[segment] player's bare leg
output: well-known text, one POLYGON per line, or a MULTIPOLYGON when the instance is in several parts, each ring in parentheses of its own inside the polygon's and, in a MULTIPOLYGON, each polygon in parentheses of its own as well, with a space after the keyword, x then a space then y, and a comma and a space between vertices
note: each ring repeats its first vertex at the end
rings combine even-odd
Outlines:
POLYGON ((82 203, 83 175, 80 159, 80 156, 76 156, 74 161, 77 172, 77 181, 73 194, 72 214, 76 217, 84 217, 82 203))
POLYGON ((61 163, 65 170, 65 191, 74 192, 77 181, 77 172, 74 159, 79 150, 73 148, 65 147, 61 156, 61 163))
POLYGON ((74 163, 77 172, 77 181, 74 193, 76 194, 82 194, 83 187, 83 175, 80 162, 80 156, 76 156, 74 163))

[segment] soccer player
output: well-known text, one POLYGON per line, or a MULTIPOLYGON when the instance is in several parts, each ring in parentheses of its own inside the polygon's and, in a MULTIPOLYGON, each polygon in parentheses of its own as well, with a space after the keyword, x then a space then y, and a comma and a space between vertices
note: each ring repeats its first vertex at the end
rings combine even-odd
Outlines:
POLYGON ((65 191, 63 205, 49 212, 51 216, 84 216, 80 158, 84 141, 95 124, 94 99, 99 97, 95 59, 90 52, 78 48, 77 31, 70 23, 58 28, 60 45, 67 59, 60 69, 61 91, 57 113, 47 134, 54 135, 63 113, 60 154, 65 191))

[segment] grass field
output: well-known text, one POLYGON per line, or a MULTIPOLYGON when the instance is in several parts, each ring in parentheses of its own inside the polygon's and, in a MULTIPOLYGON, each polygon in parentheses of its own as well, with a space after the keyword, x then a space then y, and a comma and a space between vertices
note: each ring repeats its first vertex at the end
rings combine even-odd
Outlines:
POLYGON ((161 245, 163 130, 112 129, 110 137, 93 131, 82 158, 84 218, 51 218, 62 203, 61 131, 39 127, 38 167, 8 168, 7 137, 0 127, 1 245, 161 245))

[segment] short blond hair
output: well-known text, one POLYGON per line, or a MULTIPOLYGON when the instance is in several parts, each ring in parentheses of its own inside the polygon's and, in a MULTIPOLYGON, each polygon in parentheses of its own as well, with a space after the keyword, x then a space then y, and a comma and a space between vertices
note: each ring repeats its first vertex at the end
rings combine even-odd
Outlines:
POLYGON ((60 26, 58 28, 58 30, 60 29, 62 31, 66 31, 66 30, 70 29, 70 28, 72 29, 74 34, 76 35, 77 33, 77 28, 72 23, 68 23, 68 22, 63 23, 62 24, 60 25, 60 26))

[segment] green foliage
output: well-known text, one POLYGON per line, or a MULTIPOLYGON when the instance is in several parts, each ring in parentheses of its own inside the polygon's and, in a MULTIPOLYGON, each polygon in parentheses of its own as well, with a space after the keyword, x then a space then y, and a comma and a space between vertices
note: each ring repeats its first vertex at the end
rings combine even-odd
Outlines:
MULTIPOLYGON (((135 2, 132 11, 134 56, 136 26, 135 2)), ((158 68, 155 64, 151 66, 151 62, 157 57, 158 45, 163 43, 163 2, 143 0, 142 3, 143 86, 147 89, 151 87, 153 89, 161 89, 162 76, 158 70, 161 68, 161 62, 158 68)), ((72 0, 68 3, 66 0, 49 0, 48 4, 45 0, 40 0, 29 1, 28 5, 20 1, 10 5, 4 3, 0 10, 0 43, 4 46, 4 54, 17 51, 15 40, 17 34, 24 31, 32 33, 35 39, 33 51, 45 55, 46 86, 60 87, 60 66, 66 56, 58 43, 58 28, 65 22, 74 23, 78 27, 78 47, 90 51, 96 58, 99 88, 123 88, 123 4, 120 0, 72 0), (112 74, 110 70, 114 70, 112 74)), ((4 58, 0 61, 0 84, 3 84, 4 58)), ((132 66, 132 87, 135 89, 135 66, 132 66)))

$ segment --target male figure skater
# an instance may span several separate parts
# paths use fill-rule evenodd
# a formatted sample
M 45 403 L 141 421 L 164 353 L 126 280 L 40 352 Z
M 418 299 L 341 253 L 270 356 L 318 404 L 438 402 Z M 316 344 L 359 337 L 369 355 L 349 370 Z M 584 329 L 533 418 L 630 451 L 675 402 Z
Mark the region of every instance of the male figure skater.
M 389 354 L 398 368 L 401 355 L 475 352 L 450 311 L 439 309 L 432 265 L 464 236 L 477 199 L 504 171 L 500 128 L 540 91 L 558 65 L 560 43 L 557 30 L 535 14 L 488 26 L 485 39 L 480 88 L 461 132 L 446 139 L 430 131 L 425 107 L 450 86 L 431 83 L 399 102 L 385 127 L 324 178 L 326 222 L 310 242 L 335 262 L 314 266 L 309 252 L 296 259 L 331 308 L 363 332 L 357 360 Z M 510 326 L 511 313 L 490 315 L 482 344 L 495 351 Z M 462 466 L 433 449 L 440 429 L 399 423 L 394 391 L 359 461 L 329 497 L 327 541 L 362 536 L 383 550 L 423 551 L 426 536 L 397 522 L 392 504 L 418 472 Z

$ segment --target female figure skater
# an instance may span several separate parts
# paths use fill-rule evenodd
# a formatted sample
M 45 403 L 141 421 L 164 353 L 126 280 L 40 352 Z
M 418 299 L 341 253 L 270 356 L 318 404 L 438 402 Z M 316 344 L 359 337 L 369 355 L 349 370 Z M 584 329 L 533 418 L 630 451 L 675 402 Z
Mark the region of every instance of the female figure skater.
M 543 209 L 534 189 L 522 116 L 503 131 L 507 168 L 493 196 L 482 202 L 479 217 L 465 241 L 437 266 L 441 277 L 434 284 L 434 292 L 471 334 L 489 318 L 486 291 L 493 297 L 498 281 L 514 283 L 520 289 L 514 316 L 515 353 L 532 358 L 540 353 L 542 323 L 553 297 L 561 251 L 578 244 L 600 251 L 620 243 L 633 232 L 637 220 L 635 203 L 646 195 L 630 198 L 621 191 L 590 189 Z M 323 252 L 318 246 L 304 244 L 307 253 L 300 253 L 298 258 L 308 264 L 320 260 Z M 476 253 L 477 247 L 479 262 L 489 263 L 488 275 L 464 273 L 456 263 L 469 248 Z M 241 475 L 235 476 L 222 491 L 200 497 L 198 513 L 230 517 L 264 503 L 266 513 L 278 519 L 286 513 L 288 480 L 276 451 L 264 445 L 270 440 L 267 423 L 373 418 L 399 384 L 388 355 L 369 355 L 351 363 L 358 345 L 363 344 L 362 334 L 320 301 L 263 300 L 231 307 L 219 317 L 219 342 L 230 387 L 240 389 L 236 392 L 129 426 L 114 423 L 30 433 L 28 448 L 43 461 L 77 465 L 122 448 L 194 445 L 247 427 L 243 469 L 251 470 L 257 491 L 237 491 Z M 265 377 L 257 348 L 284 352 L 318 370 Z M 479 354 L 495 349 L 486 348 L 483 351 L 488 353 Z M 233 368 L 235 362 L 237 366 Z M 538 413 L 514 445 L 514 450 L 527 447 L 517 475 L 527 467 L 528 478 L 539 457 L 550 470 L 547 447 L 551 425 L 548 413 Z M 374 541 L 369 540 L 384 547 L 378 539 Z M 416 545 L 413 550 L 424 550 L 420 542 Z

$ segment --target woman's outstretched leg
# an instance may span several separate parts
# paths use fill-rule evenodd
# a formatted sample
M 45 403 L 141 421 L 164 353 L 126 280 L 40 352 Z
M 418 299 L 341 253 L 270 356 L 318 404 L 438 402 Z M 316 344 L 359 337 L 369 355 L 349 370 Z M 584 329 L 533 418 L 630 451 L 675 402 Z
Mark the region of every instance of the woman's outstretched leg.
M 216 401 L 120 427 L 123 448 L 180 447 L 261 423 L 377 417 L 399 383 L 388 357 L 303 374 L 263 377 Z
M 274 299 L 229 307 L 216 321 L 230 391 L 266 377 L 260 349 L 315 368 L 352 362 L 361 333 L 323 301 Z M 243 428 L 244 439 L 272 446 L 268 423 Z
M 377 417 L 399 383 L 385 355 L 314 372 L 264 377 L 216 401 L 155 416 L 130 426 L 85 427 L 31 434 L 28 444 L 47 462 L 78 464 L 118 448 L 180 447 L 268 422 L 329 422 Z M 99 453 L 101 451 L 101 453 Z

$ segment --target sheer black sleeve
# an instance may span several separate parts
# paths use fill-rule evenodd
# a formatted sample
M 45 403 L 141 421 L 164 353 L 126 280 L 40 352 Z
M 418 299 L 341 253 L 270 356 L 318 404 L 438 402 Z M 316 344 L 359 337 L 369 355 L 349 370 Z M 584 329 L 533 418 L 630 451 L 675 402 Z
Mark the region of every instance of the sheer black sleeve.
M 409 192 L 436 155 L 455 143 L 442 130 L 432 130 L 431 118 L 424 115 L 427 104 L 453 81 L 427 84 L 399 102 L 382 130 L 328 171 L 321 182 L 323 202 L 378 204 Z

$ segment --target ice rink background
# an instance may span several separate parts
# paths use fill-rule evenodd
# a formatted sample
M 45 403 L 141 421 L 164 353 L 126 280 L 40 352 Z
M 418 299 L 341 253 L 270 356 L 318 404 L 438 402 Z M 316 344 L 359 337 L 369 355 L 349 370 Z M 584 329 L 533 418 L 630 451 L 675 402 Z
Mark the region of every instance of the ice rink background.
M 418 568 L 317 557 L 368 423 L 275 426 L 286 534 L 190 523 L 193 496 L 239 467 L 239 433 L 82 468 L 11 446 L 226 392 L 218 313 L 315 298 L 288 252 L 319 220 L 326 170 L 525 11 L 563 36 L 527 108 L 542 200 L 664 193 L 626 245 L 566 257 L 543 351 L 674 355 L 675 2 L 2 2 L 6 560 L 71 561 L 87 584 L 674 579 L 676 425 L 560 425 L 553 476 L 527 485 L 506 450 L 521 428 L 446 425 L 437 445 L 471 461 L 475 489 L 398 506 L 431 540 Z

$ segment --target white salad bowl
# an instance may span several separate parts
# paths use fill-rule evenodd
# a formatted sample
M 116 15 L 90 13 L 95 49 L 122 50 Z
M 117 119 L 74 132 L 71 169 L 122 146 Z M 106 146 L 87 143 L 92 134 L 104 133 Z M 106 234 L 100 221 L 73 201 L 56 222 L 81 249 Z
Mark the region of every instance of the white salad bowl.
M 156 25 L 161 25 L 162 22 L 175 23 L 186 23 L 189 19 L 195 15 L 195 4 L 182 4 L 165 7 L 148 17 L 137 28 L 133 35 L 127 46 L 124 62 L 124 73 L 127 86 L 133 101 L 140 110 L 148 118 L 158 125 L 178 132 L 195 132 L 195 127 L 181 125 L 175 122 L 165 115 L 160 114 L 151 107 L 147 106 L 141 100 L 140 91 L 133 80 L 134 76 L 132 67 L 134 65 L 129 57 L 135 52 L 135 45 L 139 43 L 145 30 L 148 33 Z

------------------------------

Can you reproduce, character for character, everything from the start of the listing down to the line containing "POLYGON ((74 163, 77", with both ends included?

[segment] player's bare leg
output: well-known text, one POLYGON per line, or a MULTIPOLYGON when the instance is in several parts, each ring in parentheses of its own inside the polygon's and, in a MULTIPOLYGON, each polygon in parentheses of its own as well, with a space after the keyword, x then a space then y, and a comma and a space between vertices
note: each ring repeats its first vertex at the end
rings combine even-odd
Outlines:
POLYGON ((82 203, 83 175, 80 159, 80 156, 76 156, 74 161, 77 172, 77 181, 73 194, 72 214, 76 217, 84 217, 82 203))
POLYGON ((61 163, 65 170, 65 191, 74 192, 77 181, 77 172, 74 159, 79 150, 73 148, 65 147, 61 156, 61 163))
POLYGON ((74 163, 77 172, 77 181, 74 193, 76 194, 82 194, 83 187, 83 175, 80 162, 80 156, 76 156, 74 163))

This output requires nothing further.